───── Data supplied

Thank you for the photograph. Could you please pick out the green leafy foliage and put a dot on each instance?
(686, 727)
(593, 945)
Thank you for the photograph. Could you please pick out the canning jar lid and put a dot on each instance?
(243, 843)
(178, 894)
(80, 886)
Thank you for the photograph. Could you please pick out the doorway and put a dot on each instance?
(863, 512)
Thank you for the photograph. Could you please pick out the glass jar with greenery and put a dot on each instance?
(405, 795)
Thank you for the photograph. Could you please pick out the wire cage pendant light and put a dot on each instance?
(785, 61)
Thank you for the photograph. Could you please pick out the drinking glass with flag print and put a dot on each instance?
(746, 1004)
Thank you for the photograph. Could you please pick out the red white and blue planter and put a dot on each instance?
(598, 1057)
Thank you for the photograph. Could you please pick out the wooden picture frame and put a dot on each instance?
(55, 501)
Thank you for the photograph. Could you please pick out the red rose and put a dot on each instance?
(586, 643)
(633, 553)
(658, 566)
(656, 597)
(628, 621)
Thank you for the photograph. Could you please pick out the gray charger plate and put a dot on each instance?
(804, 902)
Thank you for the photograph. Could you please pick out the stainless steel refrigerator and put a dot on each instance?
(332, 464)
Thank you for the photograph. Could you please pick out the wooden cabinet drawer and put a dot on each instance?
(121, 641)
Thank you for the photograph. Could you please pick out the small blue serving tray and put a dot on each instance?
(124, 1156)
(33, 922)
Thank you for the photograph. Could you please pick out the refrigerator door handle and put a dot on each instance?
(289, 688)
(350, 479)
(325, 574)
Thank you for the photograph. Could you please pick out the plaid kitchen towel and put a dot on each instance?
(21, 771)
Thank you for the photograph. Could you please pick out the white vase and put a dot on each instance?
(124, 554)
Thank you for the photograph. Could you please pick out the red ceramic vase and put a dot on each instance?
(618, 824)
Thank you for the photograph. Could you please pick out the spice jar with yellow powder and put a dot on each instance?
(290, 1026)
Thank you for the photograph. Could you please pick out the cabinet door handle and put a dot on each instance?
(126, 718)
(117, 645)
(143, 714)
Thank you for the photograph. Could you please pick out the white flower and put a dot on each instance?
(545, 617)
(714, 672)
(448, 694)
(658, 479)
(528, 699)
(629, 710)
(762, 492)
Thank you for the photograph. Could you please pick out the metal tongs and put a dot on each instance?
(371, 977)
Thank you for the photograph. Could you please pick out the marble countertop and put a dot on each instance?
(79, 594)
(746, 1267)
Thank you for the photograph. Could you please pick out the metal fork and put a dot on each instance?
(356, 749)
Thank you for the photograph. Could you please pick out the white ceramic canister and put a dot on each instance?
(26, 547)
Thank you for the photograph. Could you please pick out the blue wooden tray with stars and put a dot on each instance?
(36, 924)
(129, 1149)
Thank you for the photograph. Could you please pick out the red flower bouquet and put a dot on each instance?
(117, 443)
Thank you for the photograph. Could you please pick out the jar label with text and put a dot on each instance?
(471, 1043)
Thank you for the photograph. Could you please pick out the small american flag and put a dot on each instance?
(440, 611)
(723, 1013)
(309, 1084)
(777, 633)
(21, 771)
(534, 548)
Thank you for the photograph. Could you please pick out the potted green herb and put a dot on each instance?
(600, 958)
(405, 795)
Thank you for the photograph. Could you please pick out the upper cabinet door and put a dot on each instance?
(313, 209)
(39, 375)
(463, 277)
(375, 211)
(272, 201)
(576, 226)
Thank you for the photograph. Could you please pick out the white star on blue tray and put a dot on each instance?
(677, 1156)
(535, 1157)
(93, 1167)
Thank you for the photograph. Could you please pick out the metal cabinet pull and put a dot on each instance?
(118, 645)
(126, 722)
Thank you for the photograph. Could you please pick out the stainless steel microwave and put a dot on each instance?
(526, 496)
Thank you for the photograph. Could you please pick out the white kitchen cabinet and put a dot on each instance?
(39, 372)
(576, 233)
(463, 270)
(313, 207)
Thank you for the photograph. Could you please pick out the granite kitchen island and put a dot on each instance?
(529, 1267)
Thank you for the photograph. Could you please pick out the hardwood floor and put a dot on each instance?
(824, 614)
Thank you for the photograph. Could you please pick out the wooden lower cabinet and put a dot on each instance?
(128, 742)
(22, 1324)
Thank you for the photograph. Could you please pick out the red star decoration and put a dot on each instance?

──────────

_What to produce_
Could you set down every one of the records above again, word for word?

_Correct response_
Thank you for the photograph. Could you please pick out the green leafy foliage and put a dot on each instance?
(686, 727)
(593, 945)
Thank you for the photograph. Could you please pick out the canning jar lid and put a dot on each instance?
(243, 843)
(178, 894)
(80, 886)
Thank you for the photograph. Could you please pick out the doorway and put a dot on each instance?
(863, 512)
Thank you for the photograph. Could you please pick out the glass jar with greenery and put a dot on each instance?
(405, 795)
Thank you for the photograph. Could you please pick out the wire cage pendant light and put a dot on each instance?
(785, 61)
Thank you for the photograph. Could you please pick out the drinking glass with flag print and put a dot on each instance?
(746, 1004)
Thank you for the photograph. Could you please pick out the red white and blue planter and put a dot on each instance?
(598, 1057)
Thank you for the photograph. Could you please pick out the wooden picture frame and put a dot on each instance?
(55, 501)
Thank you for the photograph. Could you please pick out the red rose and put a dot on each instance?
(586, 643)
(633, 553)
(658, 566)
(656, 597)
(628, 621)
Thank you for the photograph. Could you please pick out the gray charger plate and put a dot on each instance?
(804, 902)
Thank you for the photograph. Could you please pick out the stainless steel refrigerator and put a dot on each instance?
(332, 464)
Thank you for the photograph. Could you please pick out the wooden cabinet drawer and put a dot on each instance?
(121, 641)
Thank you for the photograph. Could you please pick out the small blue serving tray and put a dot on each instance?
(124, 1156)
(33, 922)
Thank you for the photograph. Could you please pick out the refrigerator door handle and put a dot on each instance?
(289, 688)
(350, 479)
(325, 574)
Thank you for the photograph. Could you please pick out the plaid kitchen towel and put a dot on each instance?
(21, 771)
Thank you for the photograph. Could you please pick out the white vase and put a dot on each instance?
(124, 554)
Thank you for the photograph. Could you please pick out the red ceramic vase and put a dot on each instance?
(618, 824)
Thank you for the photograph. Could you please pick out the spice jar with yellow powder and put a dot on each instance?
(290, 1026)
Thank you for the photograph. Could you please pick out the cabinet door handle and put a dot on each instance?
(126, 718)
(117, 645)
(143, 714)
Thank you for the photograph. Could you please pick out the white flower and put a dot on each instance?
(545, 617)
(714, 672)
(448, 694)
(658, 479)
(528, 699)
(629, 710)
(762, 492)
Thank you for the photograph. Could you please pick out the metal tongs and put a dot on each instance?
(371, 977)
Thank you for the photograph. Could you please pick out the marble countertop and put a dot on each instance?
(79, 594)
(746, 1267)
Thank you for the photograph. Could you please pick out the metal fork and put a dot on each instance?
(356, 749)
Thank you for the photograph. Could you please pick out the white ceramic canister and put a dot on each instance?
(26, 547)
Thank you for the photograph. Could you please pick out the blue wooden tray with stars and put a dot on each instance?
(36, 924)
(129, 1149)
Thank you for the photograph. Could you please pick out the red flower bouquet and put a dot on each instance?
(117, 443)
Thank you for the photograph. Could you please pick out the jar label with text and put a dot on each instance?
(471, 1043)
Thank you for the photograph. Could you please pick out the small american flag and put a dot on each instance?
(440, 611)
(723, 1013)
(309, 1084)
(777, 633)
(21, 771)
(534, 548)
Thank you for the photograph. Could you please pick out the potted green herb and put a dot on each instance?
(600, 958)
(405, 795)
Thank you for the photograph. Could you please pick out the upper cabinet door and put a dot on each instance?
(313, 209)
(39, 375)
(463, 277)
(375, 211)
(272, 201)
(576, 226)
Thank you for the photograph. Could you please pick out the white star on blue tray and put a dot on each instance?
(677, 1156)
(535, 1157)
(93, 1167)
Thank you for the photograph. Could you please pick out the metal cabinet pull and put a dot on each instance?
(118, 645)
(126, 722)
Thank you for the photograph. Could you please pick out the stainless steel microwave and put a dot on each instance?
(526, 496)
Thank you for the photograph. Could you please pick out the white kitchen cabinet and put a dot on each instance?
(39, 372)
(576, 233)
(463, 270)
(313, 207)
Thank you for the photograph. Could you please pick out the granite kitchen island and put a dot on each instance?
(529, 1267)
Thank you for the photograph. Could you please pick out the hardwood floor and put a dot on each instance?
(824, 614)
Thank you for the photograph. Could you please pick out the wooden lower cabinet and put a dot on each instance?
(128, 742)
(22, 1324)
Thank you for the photograph. Could you please pick out the red star decoration and put a dot on each instance?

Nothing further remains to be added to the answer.